Brief 1.
In the Jenkins and PDI guide, where can the password for the first login be found?

********

Agile Data Integration: Continuous Integration with Jenkins and PDI

  17 Feb 2017


Download and Install Jenkins

Sample installation using Tomcat:

cd ~/apps
wget http://mirrors.ukfast.co.uk/sites/ftp.apache.org/tomcat/tomcat-9/v9.0.0.M17/bin/apache-tomcat-9.0.0.M17.zip
unzip apache-tomcat-9.0.0.M17.zip
rm apache-tomcat-9.0.0.M17.zip
chmod 700 apache-tomcat-9.0.0.M17/bin/*.sh
cd apache-tomcat-9.0.0.M17/webapps
wget http://mirrors.jenkins.io/war-stable/latest/jenkins.war

cd ../bin
sh ./startup.sh

Go to localhost:8080/jenkins and enter the password (which can be found under ~/.jenkins/secrets/initialAdminPassword.

After logging in you will be presented with an option to install plugins.

At this stage you want to install the Git plugin.

Schedule PDI Job

Sources:

Once logged on to the Jenkins web interface do the following:

  1. Click on New Item.
  2. Provide a name for the item and choose Freestyle project.
  3. Under Build Triggers tick Build periodically. Insert a Crontab like schedule into the Schedule box (e.g. * * * * * to run the job every minute).
  4. In the Build section click Add build step and then choose Execute shell. Insert the shell command into the text box. This is the same command as you would normally use to run your jobs or transformations. Example:
  /home/dsteiner/apps/pentaho-ee/design-tools/data-integration/pan.sh \
  -file=/home/dsteiner/git/diethardsteiner.github.io/sample-files/pdi/test.ktr
  1. Click Save.
  2. Wait a bit and soon you should see the build running (on the Build History section). Click on the build number and then on Console Output to see the log.

Once you have satisfied your curiosity delete the Item.

On Commit Build

Next we will be looking at a more interesting approach: We want to trigger the build once we commit our code to git. There are at least two approaches to achieving this: You could have Jenkins continuously polling the git repository for changes or more efficiently, have git tell Jenkins about any commits that happen.

Sources:

In the context of PDI build means running a PDI job or transformation.

We will use a git hook to notify Jenkins about a new commit. The plugin provides the following endpoint:

http://localhost:8080/jenkins/git/notifyCommit

A quick intro to Git Hooks:

  • Git Hooks let you define action on specific events (e.g. post-commit).
  • There are client and server-side versions of git hooks. Git hooks are stored in <git-root>/.git/hooks and are basically shell scripts (or any other scripting language). Filenames do not have an extension.
  • Git hooks do not get version controlled and are not pushed to the server. Keep this in mind when creating client side hooks. They are local to each repo.

********

Brief 2.
Rewrite part of the records as a JSON list of strings, one string per line, with blank lines left out. Begin at the line that has "Practice step: find the white sleeve" and stop at the end of the records.

********

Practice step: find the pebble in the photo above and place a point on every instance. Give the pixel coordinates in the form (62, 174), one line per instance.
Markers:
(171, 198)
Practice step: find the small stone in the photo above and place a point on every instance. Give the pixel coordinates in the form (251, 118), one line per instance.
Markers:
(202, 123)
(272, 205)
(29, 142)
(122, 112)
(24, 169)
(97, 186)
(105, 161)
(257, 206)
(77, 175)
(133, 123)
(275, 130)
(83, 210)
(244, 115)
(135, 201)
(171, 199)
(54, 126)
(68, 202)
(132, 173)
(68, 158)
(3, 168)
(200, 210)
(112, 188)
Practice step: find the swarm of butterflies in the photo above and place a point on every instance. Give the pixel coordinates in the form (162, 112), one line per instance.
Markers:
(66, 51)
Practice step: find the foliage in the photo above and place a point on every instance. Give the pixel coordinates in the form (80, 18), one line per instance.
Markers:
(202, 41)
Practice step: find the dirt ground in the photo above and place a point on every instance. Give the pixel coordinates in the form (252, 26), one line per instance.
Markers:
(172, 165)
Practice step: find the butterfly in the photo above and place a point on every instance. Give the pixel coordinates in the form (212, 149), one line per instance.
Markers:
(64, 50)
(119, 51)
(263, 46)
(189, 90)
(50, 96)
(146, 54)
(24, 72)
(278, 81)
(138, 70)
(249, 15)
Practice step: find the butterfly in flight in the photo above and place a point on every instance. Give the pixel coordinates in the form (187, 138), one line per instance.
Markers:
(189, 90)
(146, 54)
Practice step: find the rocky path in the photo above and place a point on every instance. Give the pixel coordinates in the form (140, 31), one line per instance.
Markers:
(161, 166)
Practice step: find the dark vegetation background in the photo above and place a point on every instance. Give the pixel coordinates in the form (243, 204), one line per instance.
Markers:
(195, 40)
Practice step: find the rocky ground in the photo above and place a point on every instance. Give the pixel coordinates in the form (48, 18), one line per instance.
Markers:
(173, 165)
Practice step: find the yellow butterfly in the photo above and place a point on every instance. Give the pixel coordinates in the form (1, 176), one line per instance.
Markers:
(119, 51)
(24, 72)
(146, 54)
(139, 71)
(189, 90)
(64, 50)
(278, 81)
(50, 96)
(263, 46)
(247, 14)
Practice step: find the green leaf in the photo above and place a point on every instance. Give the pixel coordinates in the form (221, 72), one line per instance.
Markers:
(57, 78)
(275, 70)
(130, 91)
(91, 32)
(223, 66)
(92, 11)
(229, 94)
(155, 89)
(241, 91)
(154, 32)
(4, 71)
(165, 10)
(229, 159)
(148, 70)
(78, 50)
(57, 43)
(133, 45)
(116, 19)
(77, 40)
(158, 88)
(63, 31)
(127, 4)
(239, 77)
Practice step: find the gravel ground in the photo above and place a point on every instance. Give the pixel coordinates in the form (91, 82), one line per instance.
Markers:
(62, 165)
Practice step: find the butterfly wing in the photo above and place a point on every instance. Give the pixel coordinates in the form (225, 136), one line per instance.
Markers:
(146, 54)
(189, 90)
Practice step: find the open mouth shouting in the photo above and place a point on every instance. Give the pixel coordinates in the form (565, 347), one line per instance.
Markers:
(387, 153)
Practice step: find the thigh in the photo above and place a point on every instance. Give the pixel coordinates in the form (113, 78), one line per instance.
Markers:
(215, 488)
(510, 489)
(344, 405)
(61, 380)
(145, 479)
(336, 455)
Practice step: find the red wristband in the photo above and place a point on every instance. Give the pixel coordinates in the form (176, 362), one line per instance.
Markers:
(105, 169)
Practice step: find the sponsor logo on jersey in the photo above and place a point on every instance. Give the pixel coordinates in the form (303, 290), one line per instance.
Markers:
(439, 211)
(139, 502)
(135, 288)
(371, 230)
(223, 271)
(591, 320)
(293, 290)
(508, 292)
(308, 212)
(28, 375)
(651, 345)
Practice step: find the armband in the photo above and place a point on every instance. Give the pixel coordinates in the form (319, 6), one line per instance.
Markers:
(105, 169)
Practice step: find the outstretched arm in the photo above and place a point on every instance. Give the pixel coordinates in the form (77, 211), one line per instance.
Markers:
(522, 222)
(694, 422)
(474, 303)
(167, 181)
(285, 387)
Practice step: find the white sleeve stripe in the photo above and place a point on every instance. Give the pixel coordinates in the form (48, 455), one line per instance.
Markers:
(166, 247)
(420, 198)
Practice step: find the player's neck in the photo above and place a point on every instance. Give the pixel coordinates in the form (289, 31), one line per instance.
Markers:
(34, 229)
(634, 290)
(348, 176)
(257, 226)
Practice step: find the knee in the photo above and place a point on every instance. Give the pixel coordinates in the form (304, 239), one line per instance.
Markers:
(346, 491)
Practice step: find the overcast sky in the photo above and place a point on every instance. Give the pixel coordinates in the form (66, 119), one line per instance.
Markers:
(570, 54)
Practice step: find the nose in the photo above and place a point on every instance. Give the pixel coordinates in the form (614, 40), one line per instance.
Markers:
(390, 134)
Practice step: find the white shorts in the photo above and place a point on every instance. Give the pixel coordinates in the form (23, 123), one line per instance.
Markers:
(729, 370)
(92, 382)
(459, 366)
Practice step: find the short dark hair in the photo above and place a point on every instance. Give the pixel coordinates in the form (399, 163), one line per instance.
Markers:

********

Complete answer 1.
Under ~/.jenkins/secrets/initialAdminPassword.

Complete answer 2.
[
  "Practice step: find the white sleeve stripe in the photo above and place a point on every instance. Give the pixel coordinates in the form (48, 455), one line per instance.",
  "Markers:",
  "(166, 247)",
  "(420, 198)",
  "Practice step: find the player's neck in the photo above and place a point on every instance. Give the pixel coordinates in the form (289, 31), one line per instance.",
  "Markers:",
  "(34, 229)",
  "(634, 290)",
  "(348, 176)",
  "(257, 226)",
  "Practice step: find the knee in the photo above and place a point on every instance. Give the pixel coordinates in the form (304, 239), one line per instance.",
  "Markers:",
  "(346, 491)",
  "Practice step: find the overcast sky in the photo above and place a point on every instance. Give the pixel coordinates in the form (66, 119), one line per instance.",
  "Markers:",
  "(570, 54)",
  "Practice step: find the nose in the photo above and place a point on every instance. Give the pixel coordinates in the form (614, 40), one line per instance.",
  "Markers:",
  "(390, 134)",
  "Practice step: find the white shorts in the photo above and place a point on every instance. Give the pixel coordinates in the form (23, 123), one line per instance.",
  "Markers:",
  "(729, 370)",
  "(92, 382)",
  "(459, 366)",
  "Practice step: find the short dark hair in the photo above and place a point on every instance. Give the pixel coordinates in the form (399, 163), one line per instance.",
  "Markers:"
]